** Data under study follows **

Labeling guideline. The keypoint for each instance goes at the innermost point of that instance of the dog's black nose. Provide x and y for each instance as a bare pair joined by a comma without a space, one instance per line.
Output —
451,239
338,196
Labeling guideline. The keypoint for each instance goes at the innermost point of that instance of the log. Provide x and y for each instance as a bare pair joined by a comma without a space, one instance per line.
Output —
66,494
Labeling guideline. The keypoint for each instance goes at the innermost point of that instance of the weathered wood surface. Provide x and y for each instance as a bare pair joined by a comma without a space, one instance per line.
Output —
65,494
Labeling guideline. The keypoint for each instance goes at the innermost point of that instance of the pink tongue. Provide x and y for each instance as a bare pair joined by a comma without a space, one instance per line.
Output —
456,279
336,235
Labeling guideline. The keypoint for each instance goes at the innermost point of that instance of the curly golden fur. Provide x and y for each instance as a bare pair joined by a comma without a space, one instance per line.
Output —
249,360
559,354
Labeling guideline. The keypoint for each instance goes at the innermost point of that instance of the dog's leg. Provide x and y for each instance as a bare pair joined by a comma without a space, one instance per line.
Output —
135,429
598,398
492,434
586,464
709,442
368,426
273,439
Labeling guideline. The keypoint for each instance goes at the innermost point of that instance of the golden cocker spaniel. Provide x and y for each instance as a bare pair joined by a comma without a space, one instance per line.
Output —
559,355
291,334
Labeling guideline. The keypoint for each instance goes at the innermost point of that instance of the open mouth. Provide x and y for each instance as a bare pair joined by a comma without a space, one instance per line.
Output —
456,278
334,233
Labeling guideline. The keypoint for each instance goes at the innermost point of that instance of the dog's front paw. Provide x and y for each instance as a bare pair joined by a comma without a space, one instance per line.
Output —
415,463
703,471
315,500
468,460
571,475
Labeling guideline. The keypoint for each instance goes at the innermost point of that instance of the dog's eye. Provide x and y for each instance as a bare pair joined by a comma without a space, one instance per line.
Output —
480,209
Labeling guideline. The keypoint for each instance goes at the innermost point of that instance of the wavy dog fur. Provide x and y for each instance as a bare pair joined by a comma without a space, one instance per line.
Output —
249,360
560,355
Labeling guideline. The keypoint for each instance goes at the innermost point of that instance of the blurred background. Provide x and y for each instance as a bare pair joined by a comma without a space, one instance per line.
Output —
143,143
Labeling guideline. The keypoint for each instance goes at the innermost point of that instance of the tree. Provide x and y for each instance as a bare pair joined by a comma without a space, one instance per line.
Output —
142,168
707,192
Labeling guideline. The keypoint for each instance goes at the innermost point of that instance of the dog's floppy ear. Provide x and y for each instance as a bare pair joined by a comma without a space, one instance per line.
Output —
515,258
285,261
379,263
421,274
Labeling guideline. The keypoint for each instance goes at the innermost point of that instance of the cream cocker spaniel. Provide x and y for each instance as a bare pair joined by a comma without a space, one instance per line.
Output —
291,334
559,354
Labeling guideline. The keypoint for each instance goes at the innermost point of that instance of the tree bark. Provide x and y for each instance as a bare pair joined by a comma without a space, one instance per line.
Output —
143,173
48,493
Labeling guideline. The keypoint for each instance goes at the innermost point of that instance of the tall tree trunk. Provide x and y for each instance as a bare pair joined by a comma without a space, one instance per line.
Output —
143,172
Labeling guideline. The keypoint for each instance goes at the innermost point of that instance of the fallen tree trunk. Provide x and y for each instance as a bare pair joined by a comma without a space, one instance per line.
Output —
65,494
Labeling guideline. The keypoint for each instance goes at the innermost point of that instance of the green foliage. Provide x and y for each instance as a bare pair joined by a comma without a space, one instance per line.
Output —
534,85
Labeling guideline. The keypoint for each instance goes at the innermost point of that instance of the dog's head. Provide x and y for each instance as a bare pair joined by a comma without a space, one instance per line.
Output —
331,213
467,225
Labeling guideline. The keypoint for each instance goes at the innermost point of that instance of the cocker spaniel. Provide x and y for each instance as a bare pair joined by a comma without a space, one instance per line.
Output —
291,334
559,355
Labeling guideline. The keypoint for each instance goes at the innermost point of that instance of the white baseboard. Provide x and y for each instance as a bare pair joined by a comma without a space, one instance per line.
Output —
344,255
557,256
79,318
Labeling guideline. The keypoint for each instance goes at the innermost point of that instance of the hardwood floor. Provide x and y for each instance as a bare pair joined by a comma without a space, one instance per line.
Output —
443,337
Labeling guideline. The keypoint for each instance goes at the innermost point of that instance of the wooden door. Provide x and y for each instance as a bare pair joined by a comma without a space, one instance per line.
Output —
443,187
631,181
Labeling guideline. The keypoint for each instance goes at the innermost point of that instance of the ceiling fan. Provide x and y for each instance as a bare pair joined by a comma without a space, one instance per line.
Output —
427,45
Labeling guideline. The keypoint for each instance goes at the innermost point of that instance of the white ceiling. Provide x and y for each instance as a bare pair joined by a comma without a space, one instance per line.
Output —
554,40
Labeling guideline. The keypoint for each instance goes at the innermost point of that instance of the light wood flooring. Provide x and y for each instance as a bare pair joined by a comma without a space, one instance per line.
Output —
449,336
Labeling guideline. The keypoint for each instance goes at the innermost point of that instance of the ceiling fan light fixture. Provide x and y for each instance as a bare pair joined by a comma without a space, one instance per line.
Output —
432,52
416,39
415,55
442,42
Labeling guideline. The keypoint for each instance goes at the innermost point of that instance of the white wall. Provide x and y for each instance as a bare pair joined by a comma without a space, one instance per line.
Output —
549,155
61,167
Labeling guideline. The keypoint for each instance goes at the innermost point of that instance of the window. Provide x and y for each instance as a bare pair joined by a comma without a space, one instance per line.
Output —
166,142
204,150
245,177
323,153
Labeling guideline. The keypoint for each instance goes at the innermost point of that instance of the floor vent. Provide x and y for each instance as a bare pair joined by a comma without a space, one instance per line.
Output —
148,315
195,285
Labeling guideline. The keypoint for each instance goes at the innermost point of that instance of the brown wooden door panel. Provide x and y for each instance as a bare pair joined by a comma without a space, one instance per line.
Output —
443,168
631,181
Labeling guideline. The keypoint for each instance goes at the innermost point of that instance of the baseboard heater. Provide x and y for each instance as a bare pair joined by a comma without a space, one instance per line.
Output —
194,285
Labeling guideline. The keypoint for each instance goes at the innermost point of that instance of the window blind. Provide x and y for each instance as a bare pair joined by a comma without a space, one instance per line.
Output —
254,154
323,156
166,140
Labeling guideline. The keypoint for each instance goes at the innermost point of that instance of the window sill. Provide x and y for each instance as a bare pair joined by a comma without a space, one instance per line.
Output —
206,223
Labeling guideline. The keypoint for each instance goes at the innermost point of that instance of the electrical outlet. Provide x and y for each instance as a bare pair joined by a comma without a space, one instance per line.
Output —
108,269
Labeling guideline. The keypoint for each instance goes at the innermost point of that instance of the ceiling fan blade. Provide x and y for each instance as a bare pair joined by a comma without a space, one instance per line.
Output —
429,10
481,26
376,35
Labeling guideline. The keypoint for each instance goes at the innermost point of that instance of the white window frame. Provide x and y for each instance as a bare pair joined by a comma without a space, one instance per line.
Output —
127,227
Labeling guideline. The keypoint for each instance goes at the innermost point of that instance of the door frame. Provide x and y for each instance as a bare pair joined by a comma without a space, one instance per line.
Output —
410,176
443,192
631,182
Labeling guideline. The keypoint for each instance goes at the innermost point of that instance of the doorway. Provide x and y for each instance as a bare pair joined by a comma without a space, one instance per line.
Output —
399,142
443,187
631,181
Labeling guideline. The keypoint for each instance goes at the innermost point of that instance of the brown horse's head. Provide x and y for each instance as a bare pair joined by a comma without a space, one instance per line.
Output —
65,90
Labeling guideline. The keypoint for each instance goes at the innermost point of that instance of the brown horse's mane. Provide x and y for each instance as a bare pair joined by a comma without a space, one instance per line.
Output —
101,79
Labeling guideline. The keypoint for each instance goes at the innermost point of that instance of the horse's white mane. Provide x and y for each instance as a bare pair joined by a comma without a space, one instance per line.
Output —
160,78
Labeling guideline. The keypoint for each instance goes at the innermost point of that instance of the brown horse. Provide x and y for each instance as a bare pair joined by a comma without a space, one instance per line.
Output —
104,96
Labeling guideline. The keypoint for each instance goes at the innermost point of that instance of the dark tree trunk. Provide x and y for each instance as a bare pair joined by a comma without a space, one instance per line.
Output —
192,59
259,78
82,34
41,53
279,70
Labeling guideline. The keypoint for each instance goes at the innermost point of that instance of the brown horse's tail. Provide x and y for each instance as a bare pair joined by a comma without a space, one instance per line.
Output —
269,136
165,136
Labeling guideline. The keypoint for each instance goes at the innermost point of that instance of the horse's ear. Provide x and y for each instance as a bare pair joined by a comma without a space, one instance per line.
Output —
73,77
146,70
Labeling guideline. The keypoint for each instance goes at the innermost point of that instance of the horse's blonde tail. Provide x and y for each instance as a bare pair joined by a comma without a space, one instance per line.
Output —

** End of Data under study **

Reply with the number of lines above in which the word "mane" appears, and with nothing else.

Output: 2